#### PAGE EXCERPT
╭──

Of all the scary places not to go, walking into a room with "Looking
for Mr. Goodbar" on the TV is one of my least favorite.
Foolish comparisons have been made between Richard Brooks' shrill,
1977 anti-sex screed and Jane Campion's haunted, weary "In the Cut."
Yet each filmmaker's reacting to their own fears; Brooks, 65 and
estranged from the world of women in their twenties when his movie was
released, Campion, 49, wondering about her own generation's dealings
with love.
Drawn from Susanna Moore's 1995 novel, Campion says her film is
about "the death of romance," not so much a thriller as a raw, tactile
consideration of the mystery and suspense of touch and want. Downtown
Manhattan, now: Frannie (Meg Ryan) teaches creative writing, collects
words, seems mostly in a daze. A young woman is murdered, severed head
left in Fannie's petal-strewn garden. When Fannie meets Malloy (Mark
Ruffalo), the homicide detective investigating the case, something
sparks, and their sexual bond grows as killings continue.

╰──

#### DIRECTIONS FOR THIS TASK
Reproduce the film review verbatim, starting with "Yet each filmmaker's" and going on through "as killings continue.".

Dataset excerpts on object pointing

╭──

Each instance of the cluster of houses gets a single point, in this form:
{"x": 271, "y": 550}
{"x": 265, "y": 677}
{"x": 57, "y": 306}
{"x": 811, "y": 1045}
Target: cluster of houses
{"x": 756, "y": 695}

╰──

#### EXERCISE SOLUTION
Yet each filmmaker's reacting to their own fears; Brooks, 65 and
estranged from the world of women in their twenties when his movie was
released, Campion, 49, wondering about her own generation's dealings
with love.
Drawn from Susanna Moore's 1995 novel, Campion says her film is
about "the death of romance," not so much a thriller as a raw, tactile
consideration of the mystery and suspense of touch and want. Downtown
Manhattan, now: Frannie (Meg Ryan) teaches creative writing, collects
words, seems mostly in a daze. A young woman is murdered, severed head
left in Fannie's petal-strewn garden. When Fannie meets Malloy (Mark
Ruffalo), the homicide detective investigating the case, something
sparks, and their sexual bond grows as killings continue.